◆ STATED EXERCISE
Count the lines in the records below that contain the word "feather" and reply with only that number.

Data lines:
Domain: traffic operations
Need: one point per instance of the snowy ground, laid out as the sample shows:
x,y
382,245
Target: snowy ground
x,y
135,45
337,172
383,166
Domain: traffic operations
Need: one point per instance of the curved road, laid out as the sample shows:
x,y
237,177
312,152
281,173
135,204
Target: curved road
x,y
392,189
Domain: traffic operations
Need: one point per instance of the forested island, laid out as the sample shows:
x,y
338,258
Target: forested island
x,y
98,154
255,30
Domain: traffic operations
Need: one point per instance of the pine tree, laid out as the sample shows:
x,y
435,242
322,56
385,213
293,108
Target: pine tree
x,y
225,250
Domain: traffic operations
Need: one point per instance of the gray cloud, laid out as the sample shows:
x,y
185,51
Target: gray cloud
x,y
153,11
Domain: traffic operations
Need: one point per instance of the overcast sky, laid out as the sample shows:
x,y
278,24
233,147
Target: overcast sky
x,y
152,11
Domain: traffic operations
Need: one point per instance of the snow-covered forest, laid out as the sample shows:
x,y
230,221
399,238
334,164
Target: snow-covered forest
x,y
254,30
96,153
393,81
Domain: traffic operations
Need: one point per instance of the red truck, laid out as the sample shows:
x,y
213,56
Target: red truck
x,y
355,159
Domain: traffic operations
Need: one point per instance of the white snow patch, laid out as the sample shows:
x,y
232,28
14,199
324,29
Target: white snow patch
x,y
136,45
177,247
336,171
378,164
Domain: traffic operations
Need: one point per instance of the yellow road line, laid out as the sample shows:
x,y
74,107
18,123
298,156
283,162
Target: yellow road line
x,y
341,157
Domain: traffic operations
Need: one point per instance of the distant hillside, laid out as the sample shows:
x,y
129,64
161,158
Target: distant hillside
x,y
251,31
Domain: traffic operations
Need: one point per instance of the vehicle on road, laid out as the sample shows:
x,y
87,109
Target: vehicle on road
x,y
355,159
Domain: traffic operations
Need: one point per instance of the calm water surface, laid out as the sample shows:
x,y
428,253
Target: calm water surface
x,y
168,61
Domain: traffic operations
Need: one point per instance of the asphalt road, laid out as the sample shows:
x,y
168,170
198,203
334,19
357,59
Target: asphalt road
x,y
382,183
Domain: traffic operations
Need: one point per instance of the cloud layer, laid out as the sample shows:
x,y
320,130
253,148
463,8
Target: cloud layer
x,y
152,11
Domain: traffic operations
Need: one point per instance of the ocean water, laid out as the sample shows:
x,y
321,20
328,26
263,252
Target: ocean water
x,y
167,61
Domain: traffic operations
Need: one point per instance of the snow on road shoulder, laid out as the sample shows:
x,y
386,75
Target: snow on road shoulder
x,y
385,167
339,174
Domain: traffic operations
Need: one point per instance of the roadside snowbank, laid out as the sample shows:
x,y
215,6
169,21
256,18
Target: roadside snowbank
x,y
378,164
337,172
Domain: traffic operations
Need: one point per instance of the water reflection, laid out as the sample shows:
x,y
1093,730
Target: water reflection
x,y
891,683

...

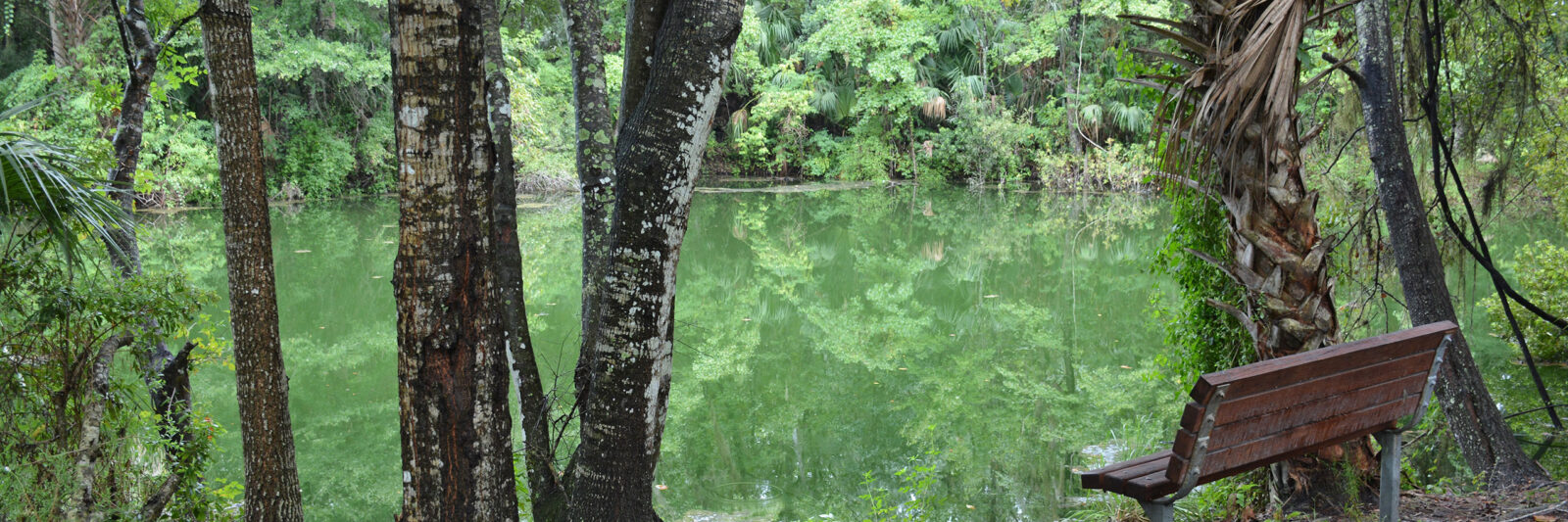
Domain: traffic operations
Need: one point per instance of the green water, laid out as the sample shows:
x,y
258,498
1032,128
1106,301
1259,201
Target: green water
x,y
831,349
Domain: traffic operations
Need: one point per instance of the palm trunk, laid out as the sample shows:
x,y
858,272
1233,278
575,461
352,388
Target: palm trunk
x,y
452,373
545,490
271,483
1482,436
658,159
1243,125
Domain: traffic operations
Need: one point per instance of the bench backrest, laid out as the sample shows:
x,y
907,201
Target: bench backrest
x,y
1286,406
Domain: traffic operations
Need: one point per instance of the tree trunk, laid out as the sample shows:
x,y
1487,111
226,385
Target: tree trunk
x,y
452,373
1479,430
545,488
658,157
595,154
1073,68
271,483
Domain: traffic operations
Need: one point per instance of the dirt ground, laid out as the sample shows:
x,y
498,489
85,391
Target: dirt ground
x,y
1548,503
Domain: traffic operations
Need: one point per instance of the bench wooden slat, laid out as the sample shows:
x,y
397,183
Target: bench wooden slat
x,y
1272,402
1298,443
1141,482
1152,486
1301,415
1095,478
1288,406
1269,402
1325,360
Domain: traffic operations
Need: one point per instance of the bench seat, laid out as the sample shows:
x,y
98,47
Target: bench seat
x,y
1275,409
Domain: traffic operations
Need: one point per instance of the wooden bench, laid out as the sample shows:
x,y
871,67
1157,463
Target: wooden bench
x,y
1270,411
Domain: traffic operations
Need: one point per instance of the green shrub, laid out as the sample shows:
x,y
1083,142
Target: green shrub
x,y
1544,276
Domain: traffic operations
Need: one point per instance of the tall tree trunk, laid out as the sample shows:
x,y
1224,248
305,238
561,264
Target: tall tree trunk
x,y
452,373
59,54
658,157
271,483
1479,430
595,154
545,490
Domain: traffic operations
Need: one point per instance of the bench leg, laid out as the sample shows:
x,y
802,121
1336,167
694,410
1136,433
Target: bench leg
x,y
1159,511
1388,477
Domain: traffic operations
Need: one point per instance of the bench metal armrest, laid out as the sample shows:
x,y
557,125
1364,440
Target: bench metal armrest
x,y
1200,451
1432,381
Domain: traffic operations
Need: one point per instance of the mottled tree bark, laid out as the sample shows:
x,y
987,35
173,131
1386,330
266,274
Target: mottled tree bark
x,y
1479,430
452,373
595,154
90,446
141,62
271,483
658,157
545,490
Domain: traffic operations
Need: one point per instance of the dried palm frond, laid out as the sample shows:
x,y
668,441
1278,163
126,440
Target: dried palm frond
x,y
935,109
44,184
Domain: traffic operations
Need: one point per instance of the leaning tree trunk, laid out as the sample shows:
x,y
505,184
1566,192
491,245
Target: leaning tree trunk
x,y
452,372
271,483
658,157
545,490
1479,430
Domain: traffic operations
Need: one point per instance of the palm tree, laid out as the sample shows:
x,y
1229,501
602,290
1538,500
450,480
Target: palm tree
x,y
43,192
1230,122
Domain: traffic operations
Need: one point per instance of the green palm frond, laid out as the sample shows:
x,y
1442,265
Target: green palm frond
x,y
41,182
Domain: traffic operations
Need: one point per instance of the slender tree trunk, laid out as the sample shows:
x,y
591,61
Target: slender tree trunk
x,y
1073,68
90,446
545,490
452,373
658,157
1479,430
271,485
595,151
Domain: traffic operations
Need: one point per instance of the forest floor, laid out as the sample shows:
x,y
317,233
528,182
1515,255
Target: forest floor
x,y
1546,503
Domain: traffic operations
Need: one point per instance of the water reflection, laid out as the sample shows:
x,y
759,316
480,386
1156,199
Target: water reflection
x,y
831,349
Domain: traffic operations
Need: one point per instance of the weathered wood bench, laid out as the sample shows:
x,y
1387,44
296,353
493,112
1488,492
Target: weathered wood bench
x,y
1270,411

...

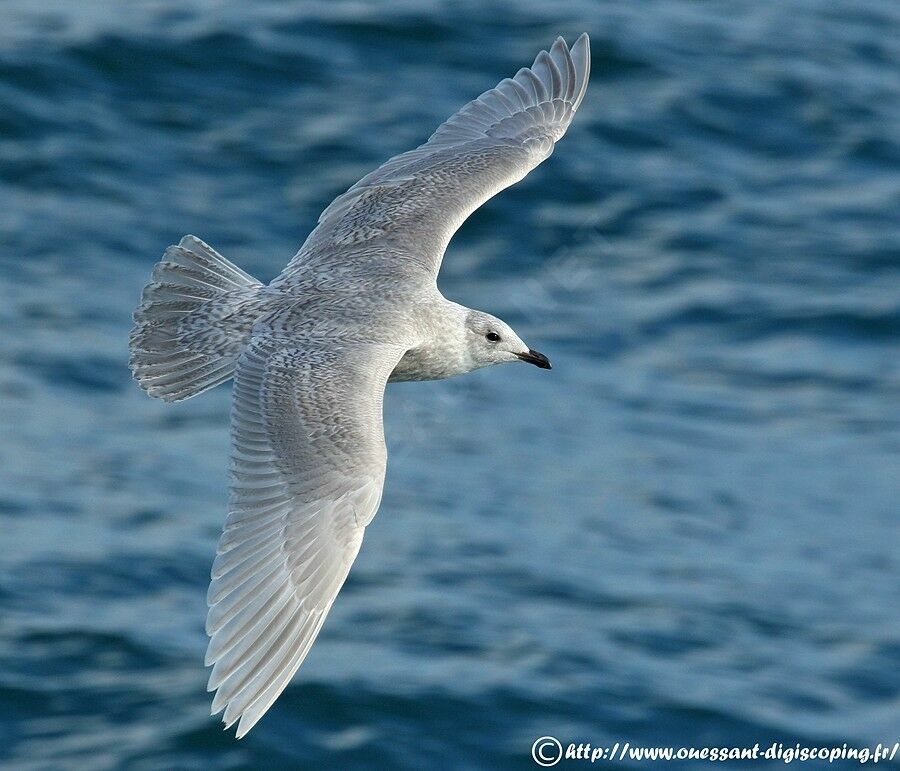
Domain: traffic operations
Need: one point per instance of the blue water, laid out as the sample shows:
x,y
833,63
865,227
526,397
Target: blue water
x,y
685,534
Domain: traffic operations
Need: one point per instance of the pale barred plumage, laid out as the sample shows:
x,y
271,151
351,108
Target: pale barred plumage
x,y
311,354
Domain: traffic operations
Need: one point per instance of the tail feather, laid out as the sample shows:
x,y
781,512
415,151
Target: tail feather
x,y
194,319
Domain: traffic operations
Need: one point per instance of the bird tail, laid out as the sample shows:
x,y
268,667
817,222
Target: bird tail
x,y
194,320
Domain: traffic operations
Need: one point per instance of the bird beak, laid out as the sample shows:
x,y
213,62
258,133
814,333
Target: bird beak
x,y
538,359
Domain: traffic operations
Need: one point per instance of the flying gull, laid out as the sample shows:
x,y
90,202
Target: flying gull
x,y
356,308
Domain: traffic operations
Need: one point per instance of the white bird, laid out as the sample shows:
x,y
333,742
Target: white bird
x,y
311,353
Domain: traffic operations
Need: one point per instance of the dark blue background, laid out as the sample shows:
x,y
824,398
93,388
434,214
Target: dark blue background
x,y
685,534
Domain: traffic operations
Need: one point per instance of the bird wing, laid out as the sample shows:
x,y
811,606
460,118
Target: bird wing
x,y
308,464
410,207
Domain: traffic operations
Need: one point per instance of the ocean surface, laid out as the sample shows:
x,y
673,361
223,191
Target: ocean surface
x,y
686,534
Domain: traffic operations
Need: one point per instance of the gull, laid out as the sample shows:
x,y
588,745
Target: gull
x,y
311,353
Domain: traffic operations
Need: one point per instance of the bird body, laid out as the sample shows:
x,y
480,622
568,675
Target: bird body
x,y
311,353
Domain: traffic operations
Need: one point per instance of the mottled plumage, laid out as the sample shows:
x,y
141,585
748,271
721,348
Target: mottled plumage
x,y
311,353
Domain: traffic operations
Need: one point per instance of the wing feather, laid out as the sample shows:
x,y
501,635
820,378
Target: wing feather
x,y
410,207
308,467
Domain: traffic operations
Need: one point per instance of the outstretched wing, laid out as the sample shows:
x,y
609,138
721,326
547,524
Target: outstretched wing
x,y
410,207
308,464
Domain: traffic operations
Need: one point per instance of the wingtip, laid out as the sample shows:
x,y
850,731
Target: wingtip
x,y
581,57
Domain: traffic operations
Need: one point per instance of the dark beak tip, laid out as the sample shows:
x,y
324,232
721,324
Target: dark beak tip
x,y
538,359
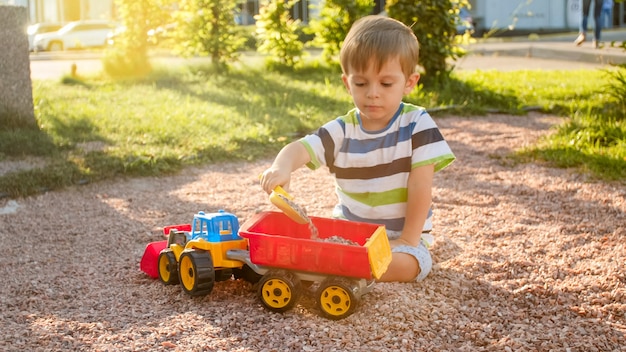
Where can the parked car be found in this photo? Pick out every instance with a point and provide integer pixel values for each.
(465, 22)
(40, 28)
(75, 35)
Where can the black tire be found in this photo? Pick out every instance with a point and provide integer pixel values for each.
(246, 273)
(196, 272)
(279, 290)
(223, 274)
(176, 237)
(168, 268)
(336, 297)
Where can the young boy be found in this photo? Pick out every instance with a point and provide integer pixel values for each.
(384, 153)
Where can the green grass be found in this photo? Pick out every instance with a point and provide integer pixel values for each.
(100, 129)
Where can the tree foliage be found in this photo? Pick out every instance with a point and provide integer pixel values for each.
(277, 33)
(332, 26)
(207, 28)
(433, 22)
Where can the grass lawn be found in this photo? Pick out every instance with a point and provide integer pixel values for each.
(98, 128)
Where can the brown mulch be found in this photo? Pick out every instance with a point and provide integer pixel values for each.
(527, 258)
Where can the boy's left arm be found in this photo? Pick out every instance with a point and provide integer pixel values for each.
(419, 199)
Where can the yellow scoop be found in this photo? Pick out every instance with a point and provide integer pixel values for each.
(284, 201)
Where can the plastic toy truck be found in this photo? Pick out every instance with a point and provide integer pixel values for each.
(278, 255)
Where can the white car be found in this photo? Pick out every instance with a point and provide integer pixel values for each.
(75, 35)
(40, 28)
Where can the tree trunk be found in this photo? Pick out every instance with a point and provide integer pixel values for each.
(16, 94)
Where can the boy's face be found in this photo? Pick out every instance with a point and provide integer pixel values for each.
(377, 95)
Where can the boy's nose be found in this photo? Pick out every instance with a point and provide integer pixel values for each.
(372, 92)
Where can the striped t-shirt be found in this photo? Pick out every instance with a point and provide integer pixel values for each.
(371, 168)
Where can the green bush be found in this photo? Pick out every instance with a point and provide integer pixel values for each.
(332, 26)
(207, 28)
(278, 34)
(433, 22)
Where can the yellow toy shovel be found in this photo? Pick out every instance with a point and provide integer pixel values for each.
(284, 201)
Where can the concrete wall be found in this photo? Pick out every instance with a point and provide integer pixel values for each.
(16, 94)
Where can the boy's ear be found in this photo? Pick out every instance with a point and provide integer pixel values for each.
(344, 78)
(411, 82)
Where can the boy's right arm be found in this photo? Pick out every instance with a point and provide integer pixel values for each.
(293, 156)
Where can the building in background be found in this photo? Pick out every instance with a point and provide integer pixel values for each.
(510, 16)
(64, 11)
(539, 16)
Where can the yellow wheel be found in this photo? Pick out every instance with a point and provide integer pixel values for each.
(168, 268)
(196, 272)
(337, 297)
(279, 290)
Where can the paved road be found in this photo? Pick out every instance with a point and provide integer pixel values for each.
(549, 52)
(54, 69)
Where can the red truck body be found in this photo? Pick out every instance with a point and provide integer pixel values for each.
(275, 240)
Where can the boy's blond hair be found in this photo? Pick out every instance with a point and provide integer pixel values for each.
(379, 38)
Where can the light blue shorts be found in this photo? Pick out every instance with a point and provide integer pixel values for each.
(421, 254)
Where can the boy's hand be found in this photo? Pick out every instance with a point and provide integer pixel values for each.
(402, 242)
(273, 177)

◆ COMPLETED EXERCISE
4